[Saved entries]
====
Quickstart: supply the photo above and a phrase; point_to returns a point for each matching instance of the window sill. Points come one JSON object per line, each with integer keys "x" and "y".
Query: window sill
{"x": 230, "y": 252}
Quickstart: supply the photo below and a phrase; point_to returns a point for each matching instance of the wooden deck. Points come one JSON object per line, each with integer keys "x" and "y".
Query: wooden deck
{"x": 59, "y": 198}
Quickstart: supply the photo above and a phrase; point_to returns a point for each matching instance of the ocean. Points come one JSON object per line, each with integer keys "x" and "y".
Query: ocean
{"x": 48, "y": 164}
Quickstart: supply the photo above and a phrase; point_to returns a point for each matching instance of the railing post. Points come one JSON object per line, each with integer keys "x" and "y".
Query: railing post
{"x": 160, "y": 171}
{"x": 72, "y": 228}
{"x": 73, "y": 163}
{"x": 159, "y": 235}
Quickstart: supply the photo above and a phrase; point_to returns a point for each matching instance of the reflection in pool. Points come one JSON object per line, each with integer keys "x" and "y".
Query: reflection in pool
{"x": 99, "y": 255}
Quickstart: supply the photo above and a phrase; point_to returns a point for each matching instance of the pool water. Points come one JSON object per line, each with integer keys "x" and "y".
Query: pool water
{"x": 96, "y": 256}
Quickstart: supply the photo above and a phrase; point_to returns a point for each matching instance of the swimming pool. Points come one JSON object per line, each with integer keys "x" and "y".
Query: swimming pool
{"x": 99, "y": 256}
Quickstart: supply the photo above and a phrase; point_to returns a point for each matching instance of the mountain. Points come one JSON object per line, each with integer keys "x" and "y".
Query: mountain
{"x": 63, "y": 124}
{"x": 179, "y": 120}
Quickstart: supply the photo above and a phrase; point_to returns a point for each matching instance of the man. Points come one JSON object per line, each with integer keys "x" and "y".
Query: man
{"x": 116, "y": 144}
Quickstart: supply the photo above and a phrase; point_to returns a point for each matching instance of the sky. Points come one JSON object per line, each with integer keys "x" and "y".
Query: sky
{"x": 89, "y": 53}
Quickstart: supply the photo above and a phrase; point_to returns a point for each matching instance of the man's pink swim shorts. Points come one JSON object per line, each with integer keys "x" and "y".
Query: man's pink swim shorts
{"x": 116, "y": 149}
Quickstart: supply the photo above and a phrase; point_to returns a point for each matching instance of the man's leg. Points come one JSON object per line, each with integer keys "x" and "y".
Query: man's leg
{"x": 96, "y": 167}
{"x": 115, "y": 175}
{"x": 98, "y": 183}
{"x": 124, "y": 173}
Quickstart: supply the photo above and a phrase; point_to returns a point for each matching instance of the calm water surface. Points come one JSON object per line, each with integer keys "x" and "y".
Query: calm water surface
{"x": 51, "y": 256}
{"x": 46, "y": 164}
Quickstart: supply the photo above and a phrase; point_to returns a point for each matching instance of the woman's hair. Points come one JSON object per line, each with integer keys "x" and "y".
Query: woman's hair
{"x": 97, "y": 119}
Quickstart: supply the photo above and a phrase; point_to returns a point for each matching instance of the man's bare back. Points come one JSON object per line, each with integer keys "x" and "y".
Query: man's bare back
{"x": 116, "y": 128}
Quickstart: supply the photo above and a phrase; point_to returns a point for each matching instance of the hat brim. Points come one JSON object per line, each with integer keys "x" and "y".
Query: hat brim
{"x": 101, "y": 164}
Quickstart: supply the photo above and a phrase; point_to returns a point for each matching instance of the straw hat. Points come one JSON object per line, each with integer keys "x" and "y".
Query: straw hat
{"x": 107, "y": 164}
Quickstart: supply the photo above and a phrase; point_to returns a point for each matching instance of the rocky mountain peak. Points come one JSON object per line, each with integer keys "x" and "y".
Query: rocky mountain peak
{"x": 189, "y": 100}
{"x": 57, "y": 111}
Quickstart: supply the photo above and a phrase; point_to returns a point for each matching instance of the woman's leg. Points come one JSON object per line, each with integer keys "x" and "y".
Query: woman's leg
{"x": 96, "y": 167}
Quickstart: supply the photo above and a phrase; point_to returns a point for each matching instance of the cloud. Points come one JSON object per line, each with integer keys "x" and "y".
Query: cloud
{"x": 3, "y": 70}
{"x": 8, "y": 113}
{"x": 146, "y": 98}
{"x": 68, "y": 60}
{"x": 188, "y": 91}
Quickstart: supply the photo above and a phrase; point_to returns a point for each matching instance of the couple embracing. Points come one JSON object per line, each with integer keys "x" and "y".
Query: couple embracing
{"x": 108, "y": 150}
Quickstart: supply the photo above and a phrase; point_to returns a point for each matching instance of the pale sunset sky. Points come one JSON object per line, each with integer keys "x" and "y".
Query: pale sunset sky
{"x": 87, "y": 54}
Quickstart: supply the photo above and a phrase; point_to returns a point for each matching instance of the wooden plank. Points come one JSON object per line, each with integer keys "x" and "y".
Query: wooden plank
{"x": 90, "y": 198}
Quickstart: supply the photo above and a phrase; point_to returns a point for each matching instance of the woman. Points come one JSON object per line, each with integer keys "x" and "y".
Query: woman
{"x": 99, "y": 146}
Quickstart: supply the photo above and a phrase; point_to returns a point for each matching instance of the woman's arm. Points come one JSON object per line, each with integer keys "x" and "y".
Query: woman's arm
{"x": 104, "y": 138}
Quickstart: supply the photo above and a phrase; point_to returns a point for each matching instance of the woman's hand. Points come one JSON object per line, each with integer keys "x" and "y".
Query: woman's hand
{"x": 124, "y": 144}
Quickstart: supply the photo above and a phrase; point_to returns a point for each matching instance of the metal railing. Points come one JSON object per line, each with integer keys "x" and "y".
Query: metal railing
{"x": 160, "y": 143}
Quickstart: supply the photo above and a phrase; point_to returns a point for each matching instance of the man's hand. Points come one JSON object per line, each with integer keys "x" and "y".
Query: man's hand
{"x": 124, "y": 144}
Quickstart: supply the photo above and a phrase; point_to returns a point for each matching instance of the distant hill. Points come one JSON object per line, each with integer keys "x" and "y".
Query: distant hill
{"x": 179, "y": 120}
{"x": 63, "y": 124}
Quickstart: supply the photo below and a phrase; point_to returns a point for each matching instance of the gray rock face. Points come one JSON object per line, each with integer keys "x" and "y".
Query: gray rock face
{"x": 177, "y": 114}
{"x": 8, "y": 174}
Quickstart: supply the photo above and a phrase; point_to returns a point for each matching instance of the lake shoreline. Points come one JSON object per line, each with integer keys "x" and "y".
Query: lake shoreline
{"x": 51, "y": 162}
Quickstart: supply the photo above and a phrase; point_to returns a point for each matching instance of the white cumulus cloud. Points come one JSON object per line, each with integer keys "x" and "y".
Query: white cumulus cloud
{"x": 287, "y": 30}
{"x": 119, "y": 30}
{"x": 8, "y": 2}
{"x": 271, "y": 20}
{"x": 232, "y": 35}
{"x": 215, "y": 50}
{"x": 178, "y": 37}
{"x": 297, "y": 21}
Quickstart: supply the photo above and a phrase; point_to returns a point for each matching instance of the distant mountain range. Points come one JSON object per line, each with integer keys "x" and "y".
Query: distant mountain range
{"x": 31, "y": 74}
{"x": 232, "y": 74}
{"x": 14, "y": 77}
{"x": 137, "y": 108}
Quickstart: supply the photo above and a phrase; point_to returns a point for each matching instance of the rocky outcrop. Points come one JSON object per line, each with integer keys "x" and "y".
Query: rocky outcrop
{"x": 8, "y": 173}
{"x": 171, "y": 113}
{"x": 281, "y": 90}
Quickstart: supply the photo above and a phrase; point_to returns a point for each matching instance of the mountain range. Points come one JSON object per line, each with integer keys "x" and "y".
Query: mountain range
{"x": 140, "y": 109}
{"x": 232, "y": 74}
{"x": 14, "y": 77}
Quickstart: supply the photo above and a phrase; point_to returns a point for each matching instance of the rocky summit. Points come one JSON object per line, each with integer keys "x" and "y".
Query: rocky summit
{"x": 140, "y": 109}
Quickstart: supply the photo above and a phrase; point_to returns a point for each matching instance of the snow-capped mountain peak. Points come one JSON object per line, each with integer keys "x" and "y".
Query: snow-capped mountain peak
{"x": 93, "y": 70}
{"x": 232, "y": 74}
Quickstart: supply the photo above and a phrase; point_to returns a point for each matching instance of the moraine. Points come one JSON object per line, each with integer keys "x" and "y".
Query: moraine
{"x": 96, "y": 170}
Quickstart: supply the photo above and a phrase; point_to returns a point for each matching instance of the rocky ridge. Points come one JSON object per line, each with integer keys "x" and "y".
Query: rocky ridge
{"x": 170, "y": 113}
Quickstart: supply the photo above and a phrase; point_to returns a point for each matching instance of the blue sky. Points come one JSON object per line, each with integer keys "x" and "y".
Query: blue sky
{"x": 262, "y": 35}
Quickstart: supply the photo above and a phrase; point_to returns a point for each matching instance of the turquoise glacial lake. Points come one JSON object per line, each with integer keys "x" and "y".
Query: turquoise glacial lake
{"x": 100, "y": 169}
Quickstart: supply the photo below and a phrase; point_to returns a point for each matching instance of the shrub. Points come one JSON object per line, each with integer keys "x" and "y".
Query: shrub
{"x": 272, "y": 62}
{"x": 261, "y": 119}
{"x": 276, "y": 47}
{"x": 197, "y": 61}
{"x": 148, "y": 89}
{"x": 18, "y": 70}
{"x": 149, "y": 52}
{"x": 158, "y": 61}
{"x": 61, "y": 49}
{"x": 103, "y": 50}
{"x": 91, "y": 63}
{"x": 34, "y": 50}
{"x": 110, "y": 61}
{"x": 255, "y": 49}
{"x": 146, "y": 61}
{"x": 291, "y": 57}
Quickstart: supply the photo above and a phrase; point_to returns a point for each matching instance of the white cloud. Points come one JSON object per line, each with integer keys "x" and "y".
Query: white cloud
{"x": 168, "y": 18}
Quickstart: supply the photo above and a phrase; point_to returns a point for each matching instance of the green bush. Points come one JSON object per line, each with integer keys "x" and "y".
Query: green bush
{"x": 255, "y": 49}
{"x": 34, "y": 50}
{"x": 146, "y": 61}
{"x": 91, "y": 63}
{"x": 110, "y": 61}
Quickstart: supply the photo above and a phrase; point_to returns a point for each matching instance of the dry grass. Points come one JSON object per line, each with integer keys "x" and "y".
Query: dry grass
====
Problem to solve
In the entries above, find the line holding "Query: railing post" and the line holding "of the sky."; print both of them and every line between, exactly, and nothing else.

Output of the task
Query: railing post
{"x": 160, "y": 171}
{"x": 72, "y": 228}
{"x": 73, "y": 163}
{"x": 159, "y": 235}
Quickstart: supply the photo above and a phrase; point_to returns a point for each matching instance of the reflection in pool. Points come one JSON object per line, each with integer keys "x" and "y".
Query: reflection in pool
{"x": 99, "y": 255}
Quickstart: supply the photo above and a phrase; point_to returns a point for each matching instance of the pool water. Points come one JSON object per line, each with integer keys "x" and "y".
Query: pool water
{"x": 96, "y": 256}
Quickstart: supply the photo above and a phrase; point_to returns a point for each matching instance of the swimming pool. Points come one JSON object per line, each with integer keys "x" and "y".
Query: swimming pool
{"x": 99, "y": 256}
Quickstart: supply the photo above and a phrase; point_to returns a point for each matching instance of the mountain. Points come one JSON object per line, each with integer keys "x" and "y".
Query: mountain
{"x": 63, "y": 124}
{"x": 179, "y": 120}
Quickstart: supply the photo above and a phrase; point_to returns a point for each matching instance of the man. Points come one JSON object per line, each with integer keys "x" and "y".
Query: man
{"x": 116, "y": 144}
Quickstart: supply the photo above and a phrase; point_to returns a point for each matching instance of the sky. Points come one JSON object per line, each with integer keys "x" and "y".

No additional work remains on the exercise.